### Document text
[Beowulf] filesystem metadata mining tools

Bruno Coutinho coutinho at dcc.ufmg.br
Sat Sep 12 12:59:57 PDT 2009


This tool do can do part of what you want:
http://www.chiark.greenend.org.uk/~sgtatham/agedu/

This display files by size and color file by type.
http://gdmap.sourceforge.net/

Perhaps agedu can handle large subsets of your files, but gdmap is desktop
oriented.


2009/9/12 Skylar Thompson <skylar at cs.earlham.edu>

> Rahul Nabar wrote:
> > As the number of total files on our server was exploding (~2.5 million
> > / 1 Terabyte) I
> > wrote a simple shell script that used find to tell me which users have
> how
> > many. So far so good.
> >
> > But I want to drill down more:
> >
> > *Are there lots of duplicate files? I suspect so. Stuff like job
> submission
> > scripts which users copy rather than link etc. (fdupes seems puny for
> > a job of this scale)
> >
> > *What is the most common file (or filename)

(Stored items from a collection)
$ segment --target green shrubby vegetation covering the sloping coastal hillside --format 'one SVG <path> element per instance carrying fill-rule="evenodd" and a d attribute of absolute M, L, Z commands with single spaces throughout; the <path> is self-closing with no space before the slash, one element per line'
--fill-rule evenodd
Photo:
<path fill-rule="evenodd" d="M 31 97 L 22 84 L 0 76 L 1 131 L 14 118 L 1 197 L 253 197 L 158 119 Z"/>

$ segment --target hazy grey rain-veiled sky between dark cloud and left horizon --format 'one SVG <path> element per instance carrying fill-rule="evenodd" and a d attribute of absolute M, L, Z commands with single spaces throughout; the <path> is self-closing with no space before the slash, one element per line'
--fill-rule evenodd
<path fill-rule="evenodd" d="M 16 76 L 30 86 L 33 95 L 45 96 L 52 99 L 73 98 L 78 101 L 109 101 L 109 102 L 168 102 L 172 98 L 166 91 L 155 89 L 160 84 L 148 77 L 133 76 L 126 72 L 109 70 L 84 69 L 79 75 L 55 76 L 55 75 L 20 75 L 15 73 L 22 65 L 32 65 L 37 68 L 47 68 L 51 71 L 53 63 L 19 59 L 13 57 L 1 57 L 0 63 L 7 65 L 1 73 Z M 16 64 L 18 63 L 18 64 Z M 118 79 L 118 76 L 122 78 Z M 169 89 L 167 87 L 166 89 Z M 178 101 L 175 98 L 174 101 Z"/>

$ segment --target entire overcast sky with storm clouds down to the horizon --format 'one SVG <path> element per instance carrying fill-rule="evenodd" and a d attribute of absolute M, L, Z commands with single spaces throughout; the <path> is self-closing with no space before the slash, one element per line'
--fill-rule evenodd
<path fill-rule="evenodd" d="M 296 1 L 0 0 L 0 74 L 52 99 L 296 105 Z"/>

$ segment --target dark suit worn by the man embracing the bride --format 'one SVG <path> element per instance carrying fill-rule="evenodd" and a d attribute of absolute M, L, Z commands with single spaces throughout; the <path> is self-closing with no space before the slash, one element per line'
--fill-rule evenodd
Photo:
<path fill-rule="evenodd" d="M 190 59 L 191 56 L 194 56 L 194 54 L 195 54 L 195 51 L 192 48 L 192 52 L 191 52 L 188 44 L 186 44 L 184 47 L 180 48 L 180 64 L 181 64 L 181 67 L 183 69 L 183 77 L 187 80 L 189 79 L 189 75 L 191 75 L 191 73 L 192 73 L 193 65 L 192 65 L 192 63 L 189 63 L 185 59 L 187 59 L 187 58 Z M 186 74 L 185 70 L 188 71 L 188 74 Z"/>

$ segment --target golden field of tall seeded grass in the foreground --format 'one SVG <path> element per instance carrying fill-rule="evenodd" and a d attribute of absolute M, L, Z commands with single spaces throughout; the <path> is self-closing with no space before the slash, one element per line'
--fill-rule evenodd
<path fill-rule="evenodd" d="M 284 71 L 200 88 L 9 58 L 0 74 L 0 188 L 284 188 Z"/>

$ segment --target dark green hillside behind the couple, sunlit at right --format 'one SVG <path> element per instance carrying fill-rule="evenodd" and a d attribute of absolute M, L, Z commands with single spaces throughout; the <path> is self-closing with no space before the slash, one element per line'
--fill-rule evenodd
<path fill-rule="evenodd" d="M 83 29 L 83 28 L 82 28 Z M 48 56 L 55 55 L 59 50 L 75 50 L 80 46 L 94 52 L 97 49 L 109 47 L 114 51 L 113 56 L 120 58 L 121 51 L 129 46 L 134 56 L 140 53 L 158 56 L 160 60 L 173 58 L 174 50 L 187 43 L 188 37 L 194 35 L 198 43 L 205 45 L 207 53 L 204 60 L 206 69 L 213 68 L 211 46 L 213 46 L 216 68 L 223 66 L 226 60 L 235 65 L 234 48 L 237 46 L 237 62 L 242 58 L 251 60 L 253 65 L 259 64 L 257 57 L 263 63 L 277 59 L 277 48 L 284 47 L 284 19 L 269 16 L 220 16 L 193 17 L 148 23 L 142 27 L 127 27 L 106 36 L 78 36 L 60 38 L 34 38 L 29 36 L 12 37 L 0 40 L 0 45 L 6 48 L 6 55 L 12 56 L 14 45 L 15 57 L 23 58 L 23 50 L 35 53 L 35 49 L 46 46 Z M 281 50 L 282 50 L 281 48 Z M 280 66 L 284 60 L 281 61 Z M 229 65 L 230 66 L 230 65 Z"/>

### Task set
1. From the mailing-list post about filesystem metadata mining tools, return the part that opens with the words containing "[Beowulf] filesystem metadata" and closes with "file by type.".
2. Supply the next part of the mailing-list thread about filesystem metadata mining tools, starting right after its last line.

### Answers per task
1.
[Beowulf] filesystem metadata mining tools

Bruno Coutinho coutinho at dcc.ufmg.br
Sat Sep 12 12:59:57 PDT 2009


This tool do can do part of what you want:
http://www.chiark.greenend.org.uk/~sgtatham/agedu/

This display files by size and color file by type.

2.
> >
> > *A distribution of filetypes (executibles; netcdf; movies; text) and
> > prevalence.
> >
> > *A distribution of file age and prevelance (to know how much of this
> > material is archivable). Same for frequency of access; i.e. maybe the
> last
> > access stamp.
> >
> > * A file size versus number plot. i.e. Is 20% of space occupied by 80% of
> > files? etc.
> >
> > I've used cushion plots in the past (sequiaview; pydirstat) but those
> > seem more desktop oriented than suitable for a job like this.
> >
> > Essentially I want to data mine my file usage to strategize. Are there
> any
> > tools for this? Writing a new find each time seems laborious.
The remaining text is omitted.